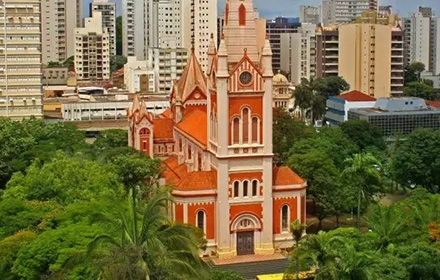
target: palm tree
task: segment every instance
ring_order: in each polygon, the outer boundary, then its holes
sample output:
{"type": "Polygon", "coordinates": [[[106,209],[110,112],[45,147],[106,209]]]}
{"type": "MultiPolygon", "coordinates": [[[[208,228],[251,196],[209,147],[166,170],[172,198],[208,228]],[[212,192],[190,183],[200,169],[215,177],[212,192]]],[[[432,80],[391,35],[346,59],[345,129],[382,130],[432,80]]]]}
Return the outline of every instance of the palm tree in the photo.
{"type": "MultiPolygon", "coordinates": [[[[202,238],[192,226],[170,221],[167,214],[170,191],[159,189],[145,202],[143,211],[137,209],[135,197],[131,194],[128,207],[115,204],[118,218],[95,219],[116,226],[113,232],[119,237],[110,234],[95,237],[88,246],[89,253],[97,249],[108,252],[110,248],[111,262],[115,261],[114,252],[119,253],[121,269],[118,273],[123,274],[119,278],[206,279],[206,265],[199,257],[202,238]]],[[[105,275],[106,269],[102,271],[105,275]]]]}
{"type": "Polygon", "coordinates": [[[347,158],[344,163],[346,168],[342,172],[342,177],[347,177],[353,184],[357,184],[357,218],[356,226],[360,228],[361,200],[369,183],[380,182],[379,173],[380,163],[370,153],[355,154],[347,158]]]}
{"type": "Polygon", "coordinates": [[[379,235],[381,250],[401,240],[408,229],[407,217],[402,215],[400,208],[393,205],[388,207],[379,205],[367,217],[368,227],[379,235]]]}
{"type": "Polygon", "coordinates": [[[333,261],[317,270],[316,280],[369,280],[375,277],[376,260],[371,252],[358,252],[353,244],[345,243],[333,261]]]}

● ● ● ● ●

== Exercise details ==
Repeat the entries exactly as they are given, leaving out each image.

== Response for this exercise ==
target: palm tree
task: segment every instance
ring_order: in each polygon, the outer boundary, then its holes
sample output:
{"type": "Polygon", "coordinates": [[[106,209],[110,112],[45,147],[106,209]]]}
{"type": "MultiPolygon", "coordinates": [[[[208,228],[251,196],[209,147],[166,170],[172,198],[208,228]],[[212,192],[190,183],[200,169],[215,177],[212,192]]],[[[432,80],[391,35],[346,59],[345,129],[382,130],[432,80]]]]}
Return the outline of every instance of the palm tree in the photo.
{"type": "MultiPolygon", "coordinates": [[[[202,238],[192,226],[170,221],[167,214],[170,191],[159,189],[145,202],[143,211],[137,209],[135,197],[131,194],[128,207],[115,204],[118,218],[95,219],[116,226],[113,232],[119,237],[110,234],[95,237],[88,246],[89,253],[97,249],[108,252],[110,248],[111,262],[115,261],[114,252],[119,253],[121,269],[118,273],[123,274],[119,278],[206,279],[206,265],[199,257],[202,238]]],[[[105,275],[106,269],[102,271],[105,275]]]]}
{"type": "Polygon", "coordinates": [[[347,158],[344,163],[346,168],[342,172],[342,177],[347,177],[353,184],[357,184],[357,218],[356,226],[360,228],[361,200],[369,183],[380,182],[379,173],[380,163],[370,153],[355,154],[347,158]]]}
{"type": "Polygon", "coordinates": [[[379,235],[381,250],[401,240],[408,229],[407,217],[402,215],[400,208],[393,205],[388,207],[379,205],[367,217],[368,227],[379,235]]]}
{"type": "Polygon", "coordinates": [[[333,261],[317,270],[316,280],[369,280],[375,277],[376,260],[371,252],[358,252],[353,244],[345,243],[333,261]]]}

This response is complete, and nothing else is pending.